(piano jazz) Artistas amam retratar o corpo humano, mas há várias decisões a serem tomadas, e quando você retrata o corpo humano
em uma superfície bidimensional, essas decisões vêm a tona. Corpos existem no espaço portanto há várias maneiras de
representar formas tridimensionais em uma superfície
bidimensional, e quando você está retratando o corpo,
há outros tópicos difíceis, como de que forma representar
o movimento, o peso do corpo. E você assim o faz? Ou escolhe representar o corpo
de forma mais abstrata e transcendente? Uma das primeiras grandes pinturas
naturalistas do corpo humano surgiu na tradição clássica, isto é, o trabalho artístico dos gregos
e romanos antigos. Atualmente, a maior parte da
pintura grega está perdida, porém temos algumas pinturas
romanas antigas. Um grande exemplo disso pode ser visto
em um afresco, uma pintura em parede, de uma mulher e de sua filha em pé
atrás de uma cadeira. Pensamos ser sua filha.
É uma imagem muito antiga, portanto é muito difícil saber de forma
exata o que é mostrado. Verdade. Ela tem mais de dois mil anos. Então, como vemos em esculturas
da Grécia e Roma antigas, em arte bidimensional
e afrescos como este aqui, há um interesse em representar
de modo correto as proporções do corpo humano, e interesse em retratar, apesar de serem
figuras vestidas, a percepção de uma figura desnuda
que faça sentido por baixo do tecido. Temos uma percepção da massa,
dos volumes dos corpos, e lembrem-se, tudo isso está representado em uma superfície bidimensional portanto a habilidade de criar a percepção
de uma forma movimentando-se no espaço é
uma conquista. E quando você diz movimentando-se
no espaço, você se refere ao jogo de luz sobre
a superfície de uma figura de um jeito a faça parecer
tridimensional. Veja a ponta do travesseiro
em que ela está sentada. A parte de baixo tem sombra, a de cima tem um brilho, então temos uma percepção do
objeto no espaço. Portanto o artista criou uma ilusão
convincente nesta superfície bidimensional,
de uma forma tridimensional. Veja o instrumento que a mulher segura. O vemos em um ângulo
que aparenta estar em perspectiva. Parece que está saindo do espaço
em nossa direção, e por criar uma forma
em perspectiva, o artista nos convence de uma ilusão de espaço. Na verdade, há muita informação aqui onde o artista procura nos dar uma sensação de naturalismo,
de uma ilusão da realidade. Temos um instrumento musical
em perspectiva, o braço da cadeira em perspectiva, o naturalismo do corpo dela, a sensação de peso do corpo
conforme ela senta na cadeira. E claro, a criança que está atrás
da cadeira, para que saibamos que há espaço.
É um espaço relativamente estreito. Temos a parede atrás da criança. Todavia, vemos a mulher na frente,
a cadeira no centro, a menina atrás, e a parede atrás dela. Exatamente.

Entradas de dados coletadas
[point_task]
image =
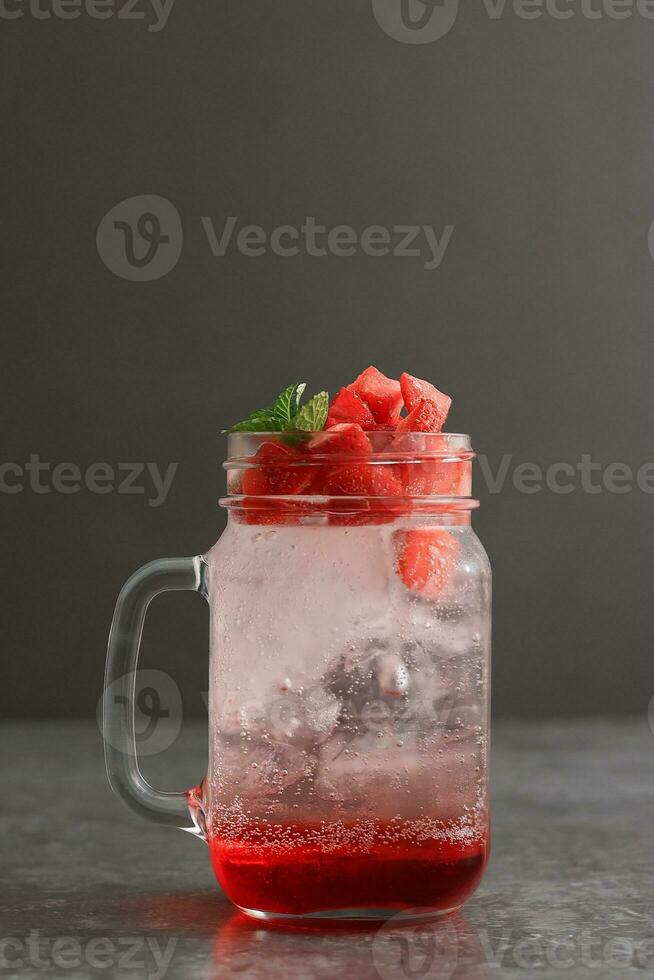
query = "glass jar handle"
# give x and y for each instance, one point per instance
(120, 743)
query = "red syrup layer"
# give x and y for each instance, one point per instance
(299, 869)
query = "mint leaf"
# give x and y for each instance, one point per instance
(313, 415)
(263, 420)
(286, 414)
(287, 405)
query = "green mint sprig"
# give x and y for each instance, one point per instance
(286, 415)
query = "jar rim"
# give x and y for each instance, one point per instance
(386, 446)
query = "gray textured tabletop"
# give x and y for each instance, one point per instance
(89, 890)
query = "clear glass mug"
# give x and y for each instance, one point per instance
(349, 684)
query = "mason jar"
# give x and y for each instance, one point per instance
(348, 682)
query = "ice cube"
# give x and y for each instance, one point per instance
(256, 769)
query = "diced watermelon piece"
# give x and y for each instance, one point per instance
(414, 390)
(377, 487)
(382, 395)
(436, 478)
(343, 439)
(348, 407)
(426, 560)
(278, 471)
(425, 417)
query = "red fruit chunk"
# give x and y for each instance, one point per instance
(414, 390)
(276, 471)
(435, 477)
(348, 407)
(425, 417)
(382, 395)
(343, 439)
(426, 560)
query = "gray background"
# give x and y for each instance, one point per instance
(533, 138)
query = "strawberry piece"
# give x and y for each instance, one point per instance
(382, 395)
(414, 390)
(348, 407)
(276, 473)
(344, 438)
(436, 478)
(425, 417)
(426, 560)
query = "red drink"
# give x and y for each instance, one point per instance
(295, 870)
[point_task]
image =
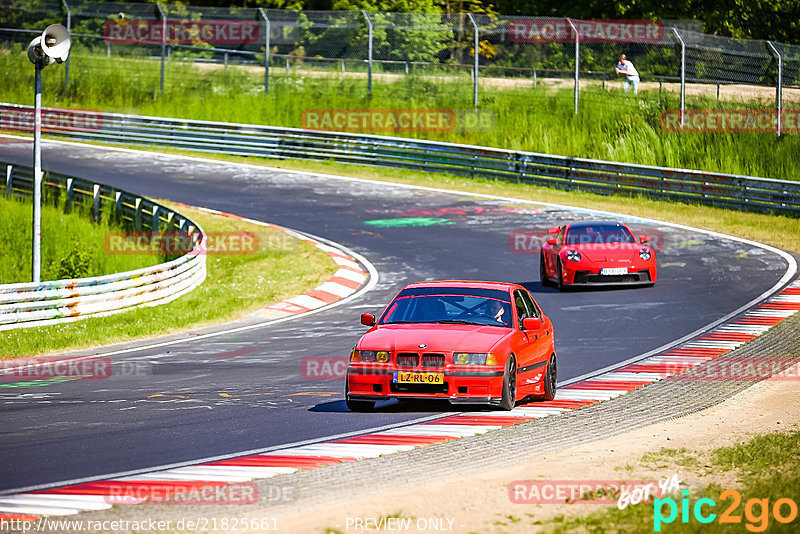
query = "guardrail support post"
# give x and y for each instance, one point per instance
(477, 60)
(69, 29)
(779, 87)
(118, 205)
(96, 202)
(369, 53)
(266, 48)
(683, 76)
(577, 61)
(163, 42)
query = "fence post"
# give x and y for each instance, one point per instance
(577, 61)
(137, 214)
(477, 60)
(266, 49)
(683, 75)
(70, 195)
(369, 53)
(779, 87)
(96, 202)
(163, 42)
(69, 29)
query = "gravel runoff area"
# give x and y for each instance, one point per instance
(306, 493)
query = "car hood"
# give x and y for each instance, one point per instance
(435, 337)
(610, 252)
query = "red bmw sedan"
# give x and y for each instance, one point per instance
(467, 342)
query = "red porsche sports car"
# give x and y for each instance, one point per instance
(467, 342)
(596, 253)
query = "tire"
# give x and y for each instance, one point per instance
(509, 385)
(550, 380)
(356, 405)
(543, 273)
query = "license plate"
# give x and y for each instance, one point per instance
(614, 270)
(408, 377)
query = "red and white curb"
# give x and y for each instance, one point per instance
(346, 281)
(97, 495)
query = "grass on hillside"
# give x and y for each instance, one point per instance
(236, 284)
(72, 245)
(610, 125)
(766, 468)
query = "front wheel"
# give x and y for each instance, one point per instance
(509, 385)
(550, 379)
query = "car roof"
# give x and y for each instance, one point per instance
(465, 283)
(584, 224)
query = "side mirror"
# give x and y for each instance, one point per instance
(532, 323)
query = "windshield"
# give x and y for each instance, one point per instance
(449, 309)
(599, 234)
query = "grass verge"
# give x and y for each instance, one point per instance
(766, 470)
(236, 284)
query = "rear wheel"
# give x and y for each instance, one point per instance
(543, 272)
(550, 379)
(509, 385)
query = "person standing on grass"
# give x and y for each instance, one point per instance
(626, 68)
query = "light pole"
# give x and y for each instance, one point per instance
(50, 47)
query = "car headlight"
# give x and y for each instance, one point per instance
(380, 356)
(474, 358)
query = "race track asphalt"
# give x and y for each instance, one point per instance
(184, 402)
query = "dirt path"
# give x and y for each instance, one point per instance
(481, 503)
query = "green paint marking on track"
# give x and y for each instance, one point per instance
(38, 383)
(408, 221)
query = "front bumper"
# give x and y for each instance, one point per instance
(483, 386)
(594, 278)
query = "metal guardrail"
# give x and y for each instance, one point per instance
(40, 304)
(603, 177)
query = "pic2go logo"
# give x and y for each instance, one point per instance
(324, 367)
(756, 511)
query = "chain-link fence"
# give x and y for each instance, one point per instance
(481, 52)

TAREFAS -
**A)** No texto sobre o afresco romano, a frase que começa com "Todavia, vemos a mulher na frente" situa vários elementos da pintura no espaço. Liste esses elementos na ordem em que aparecem, indicando a posição atribuída a cada um.
**B)** Reúna todas as linhas da listagem que contêm a palavra "grass".
O texto e a listagem vêm de fontes diferentes.

RESPOSTAS POR TAREFA -
**A)**
- a mulher: na frente
- a cadeira: no centro
- a menina: atrás
- a parede: atrás dela

**B)**
query = "grass on hillside"
query = "grass verge"
query = "person standing on grass"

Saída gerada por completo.